-------- Data listing

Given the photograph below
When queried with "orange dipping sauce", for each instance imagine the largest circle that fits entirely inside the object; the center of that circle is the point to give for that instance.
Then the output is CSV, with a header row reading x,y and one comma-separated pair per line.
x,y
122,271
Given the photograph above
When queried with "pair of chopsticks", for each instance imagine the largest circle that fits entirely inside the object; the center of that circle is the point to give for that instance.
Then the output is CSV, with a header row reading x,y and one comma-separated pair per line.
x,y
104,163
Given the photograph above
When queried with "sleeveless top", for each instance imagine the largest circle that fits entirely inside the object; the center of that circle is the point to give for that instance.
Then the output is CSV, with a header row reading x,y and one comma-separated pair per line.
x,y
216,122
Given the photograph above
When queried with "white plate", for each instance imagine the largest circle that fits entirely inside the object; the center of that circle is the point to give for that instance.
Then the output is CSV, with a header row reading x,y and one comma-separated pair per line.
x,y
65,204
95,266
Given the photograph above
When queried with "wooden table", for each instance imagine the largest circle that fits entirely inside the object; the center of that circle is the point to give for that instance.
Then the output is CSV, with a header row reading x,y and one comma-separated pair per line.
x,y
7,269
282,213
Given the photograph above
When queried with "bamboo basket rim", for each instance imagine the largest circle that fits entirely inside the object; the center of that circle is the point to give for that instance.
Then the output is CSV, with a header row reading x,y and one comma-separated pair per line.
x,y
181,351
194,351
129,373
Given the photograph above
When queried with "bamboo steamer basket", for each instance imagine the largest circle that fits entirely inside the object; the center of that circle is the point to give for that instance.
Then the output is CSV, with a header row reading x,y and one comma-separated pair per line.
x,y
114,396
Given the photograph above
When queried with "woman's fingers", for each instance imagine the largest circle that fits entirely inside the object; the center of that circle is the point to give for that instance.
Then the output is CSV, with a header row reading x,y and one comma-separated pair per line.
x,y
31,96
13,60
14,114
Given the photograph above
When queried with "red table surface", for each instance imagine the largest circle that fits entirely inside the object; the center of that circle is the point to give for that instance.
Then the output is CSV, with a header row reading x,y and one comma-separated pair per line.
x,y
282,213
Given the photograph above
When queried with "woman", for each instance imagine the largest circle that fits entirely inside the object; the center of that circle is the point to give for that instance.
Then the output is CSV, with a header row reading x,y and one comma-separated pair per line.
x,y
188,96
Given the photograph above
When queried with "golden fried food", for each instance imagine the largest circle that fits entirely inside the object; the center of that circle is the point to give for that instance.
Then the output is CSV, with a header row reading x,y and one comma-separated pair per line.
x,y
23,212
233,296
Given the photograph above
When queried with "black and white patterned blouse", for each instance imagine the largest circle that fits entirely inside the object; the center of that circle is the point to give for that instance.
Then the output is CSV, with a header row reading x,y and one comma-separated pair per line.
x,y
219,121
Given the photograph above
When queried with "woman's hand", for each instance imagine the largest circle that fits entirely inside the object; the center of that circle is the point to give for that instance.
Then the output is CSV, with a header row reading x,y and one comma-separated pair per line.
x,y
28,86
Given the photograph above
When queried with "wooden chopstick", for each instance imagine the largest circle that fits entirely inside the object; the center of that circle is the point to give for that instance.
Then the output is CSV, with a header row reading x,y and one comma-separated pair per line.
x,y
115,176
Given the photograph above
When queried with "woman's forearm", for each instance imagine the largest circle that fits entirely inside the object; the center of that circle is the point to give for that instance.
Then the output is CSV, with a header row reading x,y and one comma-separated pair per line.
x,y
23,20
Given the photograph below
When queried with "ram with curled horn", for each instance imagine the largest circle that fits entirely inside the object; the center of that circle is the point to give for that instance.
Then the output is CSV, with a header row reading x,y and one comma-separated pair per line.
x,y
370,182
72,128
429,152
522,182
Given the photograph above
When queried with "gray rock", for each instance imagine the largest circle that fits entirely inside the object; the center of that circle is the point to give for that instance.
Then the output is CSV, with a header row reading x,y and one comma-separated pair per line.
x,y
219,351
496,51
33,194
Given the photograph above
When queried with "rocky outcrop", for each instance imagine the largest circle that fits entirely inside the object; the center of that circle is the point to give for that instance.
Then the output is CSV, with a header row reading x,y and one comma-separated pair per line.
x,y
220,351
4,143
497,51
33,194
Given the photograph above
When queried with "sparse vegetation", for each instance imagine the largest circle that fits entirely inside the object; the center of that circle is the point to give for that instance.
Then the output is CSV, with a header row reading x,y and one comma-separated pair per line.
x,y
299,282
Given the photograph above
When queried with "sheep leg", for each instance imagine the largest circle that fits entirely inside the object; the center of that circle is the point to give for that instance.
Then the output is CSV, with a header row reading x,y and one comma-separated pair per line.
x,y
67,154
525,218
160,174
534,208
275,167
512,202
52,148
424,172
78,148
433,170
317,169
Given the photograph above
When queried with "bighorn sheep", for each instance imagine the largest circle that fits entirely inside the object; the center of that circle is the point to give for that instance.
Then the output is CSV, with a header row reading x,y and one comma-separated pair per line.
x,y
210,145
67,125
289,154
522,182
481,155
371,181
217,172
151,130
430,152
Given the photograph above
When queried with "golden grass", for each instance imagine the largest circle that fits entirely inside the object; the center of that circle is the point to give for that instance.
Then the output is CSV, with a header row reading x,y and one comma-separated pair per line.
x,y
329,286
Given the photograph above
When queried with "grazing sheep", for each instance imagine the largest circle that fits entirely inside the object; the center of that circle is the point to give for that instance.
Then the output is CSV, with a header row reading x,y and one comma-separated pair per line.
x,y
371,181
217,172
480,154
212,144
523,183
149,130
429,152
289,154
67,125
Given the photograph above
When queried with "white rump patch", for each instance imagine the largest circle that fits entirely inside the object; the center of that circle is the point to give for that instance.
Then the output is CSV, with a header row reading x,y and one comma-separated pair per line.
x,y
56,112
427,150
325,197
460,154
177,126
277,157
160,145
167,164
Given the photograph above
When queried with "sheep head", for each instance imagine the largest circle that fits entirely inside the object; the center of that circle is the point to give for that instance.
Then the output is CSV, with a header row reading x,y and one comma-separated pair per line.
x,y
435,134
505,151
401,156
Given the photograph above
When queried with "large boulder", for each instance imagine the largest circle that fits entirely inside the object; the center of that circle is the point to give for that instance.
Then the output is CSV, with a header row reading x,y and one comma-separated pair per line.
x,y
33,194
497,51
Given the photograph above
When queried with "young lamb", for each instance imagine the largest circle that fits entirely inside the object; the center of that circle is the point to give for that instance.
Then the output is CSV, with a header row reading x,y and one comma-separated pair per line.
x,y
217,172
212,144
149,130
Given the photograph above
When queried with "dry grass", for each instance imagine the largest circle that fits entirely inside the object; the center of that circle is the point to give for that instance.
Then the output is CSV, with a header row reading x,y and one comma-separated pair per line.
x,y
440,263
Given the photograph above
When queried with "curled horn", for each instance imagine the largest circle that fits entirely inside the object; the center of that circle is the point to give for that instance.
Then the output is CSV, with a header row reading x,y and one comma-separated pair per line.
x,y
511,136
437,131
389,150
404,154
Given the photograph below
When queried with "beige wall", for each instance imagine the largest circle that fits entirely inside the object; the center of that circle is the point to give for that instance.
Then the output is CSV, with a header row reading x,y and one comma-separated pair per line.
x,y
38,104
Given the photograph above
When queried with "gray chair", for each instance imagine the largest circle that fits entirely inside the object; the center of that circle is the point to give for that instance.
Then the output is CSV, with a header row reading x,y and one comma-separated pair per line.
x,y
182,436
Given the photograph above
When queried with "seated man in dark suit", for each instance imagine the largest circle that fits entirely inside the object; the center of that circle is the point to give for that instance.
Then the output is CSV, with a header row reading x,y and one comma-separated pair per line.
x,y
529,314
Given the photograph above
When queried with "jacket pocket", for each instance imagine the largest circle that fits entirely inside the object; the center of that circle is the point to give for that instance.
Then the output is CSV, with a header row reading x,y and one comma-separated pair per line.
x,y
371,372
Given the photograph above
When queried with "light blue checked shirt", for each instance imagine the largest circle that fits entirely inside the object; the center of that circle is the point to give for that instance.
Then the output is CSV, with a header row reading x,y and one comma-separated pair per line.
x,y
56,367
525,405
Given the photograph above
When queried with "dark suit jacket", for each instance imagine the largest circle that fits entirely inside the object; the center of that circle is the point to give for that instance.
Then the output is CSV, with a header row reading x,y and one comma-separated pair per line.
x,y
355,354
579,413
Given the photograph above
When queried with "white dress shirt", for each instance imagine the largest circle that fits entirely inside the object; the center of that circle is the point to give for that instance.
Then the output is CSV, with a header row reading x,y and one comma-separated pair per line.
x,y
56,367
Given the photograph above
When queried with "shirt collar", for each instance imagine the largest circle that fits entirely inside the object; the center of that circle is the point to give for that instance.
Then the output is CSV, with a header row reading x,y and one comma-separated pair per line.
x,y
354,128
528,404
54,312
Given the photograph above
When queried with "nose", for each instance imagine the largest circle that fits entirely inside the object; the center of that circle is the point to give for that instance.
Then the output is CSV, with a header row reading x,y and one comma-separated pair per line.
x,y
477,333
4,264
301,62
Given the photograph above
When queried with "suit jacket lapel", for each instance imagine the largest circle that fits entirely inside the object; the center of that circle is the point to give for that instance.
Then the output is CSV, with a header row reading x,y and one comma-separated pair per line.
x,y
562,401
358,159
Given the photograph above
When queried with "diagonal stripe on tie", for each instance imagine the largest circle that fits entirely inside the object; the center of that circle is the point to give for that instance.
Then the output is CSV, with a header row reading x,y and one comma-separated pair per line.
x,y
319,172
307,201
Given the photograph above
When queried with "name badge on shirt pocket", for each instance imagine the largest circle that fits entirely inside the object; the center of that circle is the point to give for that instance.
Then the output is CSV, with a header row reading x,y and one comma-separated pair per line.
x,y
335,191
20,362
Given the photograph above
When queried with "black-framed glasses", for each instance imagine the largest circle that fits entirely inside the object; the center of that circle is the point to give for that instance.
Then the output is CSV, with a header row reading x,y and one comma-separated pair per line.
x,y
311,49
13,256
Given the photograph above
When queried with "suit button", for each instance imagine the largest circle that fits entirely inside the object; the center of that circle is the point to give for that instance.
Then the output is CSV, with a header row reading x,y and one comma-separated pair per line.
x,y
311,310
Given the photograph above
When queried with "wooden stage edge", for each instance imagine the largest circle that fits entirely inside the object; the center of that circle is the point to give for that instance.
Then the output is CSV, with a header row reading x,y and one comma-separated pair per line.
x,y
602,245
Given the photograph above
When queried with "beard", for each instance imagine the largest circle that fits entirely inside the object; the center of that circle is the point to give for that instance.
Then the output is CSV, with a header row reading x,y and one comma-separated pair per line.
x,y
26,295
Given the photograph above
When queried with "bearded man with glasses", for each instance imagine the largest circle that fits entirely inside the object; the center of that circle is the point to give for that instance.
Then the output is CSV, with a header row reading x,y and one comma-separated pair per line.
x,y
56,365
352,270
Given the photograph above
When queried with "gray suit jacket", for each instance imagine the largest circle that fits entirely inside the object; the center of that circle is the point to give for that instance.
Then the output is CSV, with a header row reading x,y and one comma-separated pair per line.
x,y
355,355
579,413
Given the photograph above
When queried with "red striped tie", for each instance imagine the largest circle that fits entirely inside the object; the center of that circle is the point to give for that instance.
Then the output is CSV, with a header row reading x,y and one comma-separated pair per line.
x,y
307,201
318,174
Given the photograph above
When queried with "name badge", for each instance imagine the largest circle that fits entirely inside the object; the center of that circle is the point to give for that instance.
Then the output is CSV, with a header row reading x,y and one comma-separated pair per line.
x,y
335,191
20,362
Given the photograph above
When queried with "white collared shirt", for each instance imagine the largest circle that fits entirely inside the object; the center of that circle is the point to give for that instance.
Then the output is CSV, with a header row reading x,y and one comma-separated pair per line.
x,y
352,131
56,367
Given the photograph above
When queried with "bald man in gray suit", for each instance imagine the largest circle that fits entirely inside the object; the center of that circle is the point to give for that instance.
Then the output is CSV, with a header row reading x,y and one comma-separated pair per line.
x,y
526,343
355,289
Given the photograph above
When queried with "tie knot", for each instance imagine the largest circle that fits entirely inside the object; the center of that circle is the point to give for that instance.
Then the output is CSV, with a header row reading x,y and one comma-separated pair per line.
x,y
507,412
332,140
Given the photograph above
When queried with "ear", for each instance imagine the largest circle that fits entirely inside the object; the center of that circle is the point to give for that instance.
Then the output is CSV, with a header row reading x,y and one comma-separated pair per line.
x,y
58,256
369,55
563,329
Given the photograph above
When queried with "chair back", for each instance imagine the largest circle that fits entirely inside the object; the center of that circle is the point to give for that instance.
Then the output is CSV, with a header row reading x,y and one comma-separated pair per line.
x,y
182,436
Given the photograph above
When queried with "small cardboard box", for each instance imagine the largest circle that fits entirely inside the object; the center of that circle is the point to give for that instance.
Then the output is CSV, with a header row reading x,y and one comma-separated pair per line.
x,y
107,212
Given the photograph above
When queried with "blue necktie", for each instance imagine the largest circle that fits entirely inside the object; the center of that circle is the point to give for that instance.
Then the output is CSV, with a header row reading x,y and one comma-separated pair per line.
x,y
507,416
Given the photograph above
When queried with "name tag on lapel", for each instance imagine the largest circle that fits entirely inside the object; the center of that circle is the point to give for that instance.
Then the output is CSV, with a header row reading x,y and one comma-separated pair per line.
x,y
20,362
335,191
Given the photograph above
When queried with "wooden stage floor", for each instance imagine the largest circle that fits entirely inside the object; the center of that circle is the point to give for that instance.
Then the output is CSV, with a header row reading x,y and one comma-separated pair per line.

----------------

* Task details
Wherever the string "glasses" is found in the entries, copy the line it sits in.

* Reply to the exercise
When queried with "black-framed glasses", for each instance imagine the largest circle that fits entirely inside the object; the center of that circle is the point to give for that instance.
When queried with "bearded man with glasses", for each instance imagine the largest circle that fits entirely inside the object; the center of that circle is the point to give for that instance.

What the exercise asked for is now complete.